Set task 1: In the post about Vanagon engines below, why does the writer say they would notice a handling penalty if there were one? Answer in one to three sentences.

And if there was a handling penalty ............having raced cars and
motorcycles, I think I would notice it........believe me.
I can't really say the tilted over inline 4 has a higher center of gravity
either........
perhaps an inch or two ...........but not enough to matter really.
I do like the labor unions theory ..............keeping all the air-cooled
familiar workers working........
and just the general desire to keep with the original concept.........rear
engine oppossed aluminum four.
Perhaps it's the power of labor unions that we can blame for these goofy
waterboxer engines.
But think of all the jillions of waterboxer headgasket jobs that wouldn't
have be gotten done !
Has to be a million of those jobs since the waterboxer engine first came out
in 1983.
I'm looking forward to getting my hands on my 'new' ........16 valve, inline
four, 1.8, with CIS-E fuel injection engine ............123 hp at 5,800 rpm
.........I want that in my personal vanagon when I find the time. And there
sure won't be any handling penalty, not with even a modicum of
suspension/wheels/tires upgrades.

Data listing
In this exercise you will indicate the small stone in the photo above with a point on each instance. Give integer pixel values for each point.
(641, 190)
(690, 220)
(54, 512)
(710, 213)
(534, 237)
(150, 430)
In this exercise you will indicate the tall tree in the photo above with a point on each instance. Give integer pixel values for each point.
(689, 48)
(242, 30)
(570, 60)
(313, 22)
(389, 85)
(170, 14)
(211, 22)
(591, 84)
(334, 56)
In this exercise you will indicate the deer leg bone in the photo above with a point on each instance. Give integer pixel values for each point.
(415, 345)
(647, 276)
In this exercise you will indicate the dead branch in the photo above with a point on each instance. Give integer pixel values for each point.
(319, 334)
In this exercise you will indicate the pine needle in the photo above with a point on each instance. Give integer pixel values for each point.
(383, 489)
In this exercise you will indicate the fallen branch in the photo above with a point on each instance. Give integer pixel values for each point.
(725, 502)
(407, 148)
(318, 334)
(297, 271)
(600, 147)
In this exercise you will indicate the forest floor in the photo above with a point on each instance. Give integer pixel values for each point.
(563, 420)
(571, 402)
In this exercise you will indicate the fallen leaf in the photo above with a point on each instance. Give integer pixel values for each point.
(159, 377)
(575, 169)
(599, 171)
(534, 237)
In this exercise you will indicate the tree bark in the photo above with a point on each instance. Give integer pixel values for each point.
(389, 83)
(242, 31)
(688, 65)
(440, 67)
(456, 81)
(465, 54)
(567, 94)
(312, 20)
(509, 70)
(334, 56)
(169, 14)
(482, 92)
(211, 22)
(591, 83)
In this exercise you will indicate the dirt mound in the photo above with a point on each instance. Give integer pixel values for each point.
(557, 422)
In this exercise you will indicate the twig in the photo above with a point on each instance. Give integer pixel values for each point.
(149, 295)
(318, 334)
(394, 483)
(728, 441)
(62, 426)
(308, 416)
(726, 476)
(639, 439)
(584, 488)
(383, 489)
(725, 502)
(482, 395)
...
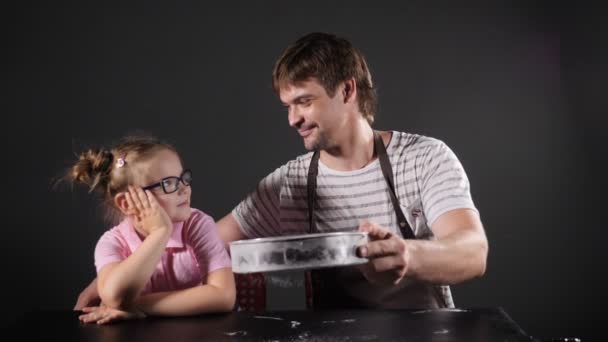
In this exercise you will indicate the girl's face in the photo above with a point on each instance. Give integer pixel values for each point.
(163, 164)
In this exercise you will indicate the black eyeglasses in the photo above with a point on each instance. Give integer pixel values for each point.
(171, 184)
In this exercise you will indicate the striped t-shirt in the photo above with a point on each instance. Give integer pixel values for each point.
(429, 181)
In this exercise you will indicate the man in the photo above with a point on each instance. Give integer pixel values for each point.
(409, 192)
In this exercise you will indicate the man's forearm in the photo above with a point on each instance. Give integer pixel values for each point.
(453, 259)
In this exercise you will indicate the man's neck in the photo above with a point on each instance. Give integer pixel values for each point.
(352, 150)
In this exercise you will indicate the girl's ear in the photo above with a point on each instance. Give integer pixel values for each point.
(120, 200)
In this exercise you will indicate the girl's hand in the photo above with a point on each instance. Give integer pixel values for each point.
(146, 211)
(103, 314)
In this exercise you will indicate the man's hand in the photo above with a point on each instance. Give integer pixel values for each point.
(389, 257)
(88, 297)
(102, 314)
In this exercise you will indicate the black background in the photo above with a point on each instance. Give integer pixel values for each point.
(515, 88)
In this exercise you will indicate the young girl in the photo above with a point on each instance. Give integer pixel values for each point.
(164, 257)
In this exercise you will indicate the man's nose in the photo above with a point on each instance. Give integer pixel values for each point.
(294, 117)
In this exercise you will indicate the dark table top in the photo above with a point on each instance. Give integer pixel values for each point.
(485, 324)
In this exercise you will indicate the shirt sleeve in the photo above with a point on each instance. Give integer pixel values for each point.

Set task 2: Count the lines in the records above that contain the word "tree". Give only the number.

Task response 1: The writer says they would notice a handling penalty because they have raced cars and motorcycles.

Task response 2: 2